_STATED PROBLEM_: Return each of the following lines unchanged.
_ _ _
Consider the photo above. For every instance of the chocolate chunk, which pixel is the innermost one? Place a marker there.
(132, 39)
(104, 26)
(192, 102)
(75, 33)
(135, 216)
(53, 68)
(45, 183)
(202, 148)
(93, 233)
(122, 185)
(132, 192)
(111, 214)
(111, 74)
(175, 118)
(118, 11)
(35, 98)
_ _ _
_FULL SOLUTION_:
Consider the photo above. For every instance of the chocolate chunk, which pixel is the innermost one? Place a marker there.
(132, 39)
(104, 26)
(192, 102)
(75, 33)
(135, 216)
(53, 68)
(45, 183)
(202, 148)
(93, 233)
(122, 185)
(132, 192)
(111, 214)
(111, 74)
(175, 118)
(118, 11)
(35, 98)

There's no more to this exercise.